[DIRECTIVE]: Report how many lines in the rows below contain the string "container", with case counting, and give only that number.

[DATASET EXCERPTS]:
◆ ◆ ◆

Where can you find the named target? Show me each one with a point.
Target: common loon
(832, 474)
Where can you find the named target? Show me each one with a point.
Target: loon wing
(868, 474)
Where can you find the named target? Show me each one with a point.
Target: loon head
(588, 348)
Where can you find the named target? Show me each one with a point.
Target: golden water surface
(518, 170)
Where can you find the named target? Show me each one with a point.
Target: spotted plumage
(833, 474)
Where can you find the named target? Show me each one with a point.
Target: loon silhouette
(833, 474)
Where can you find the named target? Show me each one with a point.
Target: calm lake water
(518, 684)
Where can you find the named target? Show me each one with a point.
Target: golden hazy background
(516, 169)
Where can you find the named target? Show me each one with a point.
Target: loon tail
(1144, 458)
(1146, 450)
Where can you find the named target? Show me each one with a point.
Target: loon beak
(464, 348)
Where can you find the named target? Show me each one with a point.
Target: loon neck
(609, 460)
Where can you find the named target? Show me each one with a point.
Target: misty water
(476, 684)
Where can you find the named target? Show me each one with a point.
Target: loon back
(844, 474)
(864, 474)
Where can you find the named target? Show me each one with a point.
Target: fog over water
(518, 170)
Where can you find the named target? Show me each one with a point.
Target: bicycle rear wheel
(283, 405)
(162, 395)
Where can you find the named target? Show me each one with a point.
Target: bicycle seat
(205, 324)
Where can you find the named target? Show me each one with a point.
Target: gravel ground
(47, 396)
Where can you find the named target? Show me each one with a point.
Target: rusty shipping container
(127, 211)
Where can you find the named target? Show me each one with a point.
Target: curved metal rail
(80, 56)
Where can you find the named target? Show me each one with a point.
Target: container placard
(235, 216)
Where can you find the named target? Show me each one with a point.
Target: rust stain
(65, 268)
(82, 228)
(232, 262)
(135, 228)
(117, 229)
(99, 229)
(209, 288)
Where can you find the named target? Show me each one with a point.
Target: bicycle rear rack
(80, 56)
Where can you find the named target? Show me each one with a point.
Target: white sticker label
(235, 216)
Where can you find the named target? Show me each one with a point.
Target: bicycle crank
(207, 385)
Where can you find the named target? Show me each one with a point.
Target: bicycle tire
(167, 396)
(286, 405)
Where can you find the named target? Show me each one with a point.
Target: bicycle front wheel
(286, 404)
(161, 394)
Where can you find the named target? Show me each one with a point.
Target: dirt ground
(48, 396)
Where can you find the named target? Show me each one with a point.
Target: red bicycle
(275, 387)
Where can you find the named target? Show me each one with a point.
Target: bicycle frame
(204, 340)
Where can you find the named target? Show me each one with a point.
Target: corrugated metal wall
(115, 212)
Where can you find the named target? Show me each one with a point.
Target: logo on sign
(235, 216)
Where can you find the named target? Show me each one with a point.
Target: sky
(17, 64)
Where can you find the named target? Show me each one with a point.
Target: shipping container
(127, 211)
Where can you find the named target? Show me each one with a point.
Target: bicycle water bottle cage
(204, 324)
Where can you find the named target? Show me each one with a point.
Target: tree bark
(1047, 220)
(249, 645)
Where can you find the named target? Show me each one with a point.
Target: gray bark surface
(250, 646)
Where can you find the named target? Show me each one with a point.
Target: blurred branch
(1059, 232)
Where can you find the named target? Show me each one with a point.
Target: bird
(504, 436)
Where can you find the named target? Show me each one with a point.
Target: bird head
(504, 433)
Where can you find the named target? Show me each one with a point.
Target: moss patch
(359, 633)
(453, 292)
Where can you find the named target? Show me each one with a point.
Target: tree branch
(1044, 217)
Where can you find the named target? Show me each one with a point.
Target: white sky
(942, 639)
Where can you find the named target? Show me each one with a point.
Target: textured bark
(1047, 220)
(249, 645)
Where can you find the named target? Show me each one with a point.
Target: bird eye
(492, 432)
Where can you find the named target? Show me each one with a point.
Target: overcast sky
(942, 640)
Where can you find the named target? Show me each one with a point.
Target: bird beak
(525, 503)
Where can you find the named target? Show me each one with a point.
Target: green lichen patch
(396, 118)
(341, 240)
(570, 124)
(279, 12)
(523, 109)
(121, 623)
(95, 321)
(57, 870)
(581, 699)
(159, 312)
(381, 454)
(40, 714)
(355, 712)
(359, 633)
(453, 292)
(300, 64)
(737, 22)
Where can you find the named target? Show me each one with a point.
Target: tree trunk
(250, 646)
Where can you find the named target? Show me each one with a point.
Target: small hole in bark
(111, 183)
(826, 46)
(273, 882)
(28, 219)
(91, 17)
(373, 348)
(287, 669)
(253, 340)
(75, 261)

◆ ◆ ◆

[FINISHED TASK]: 3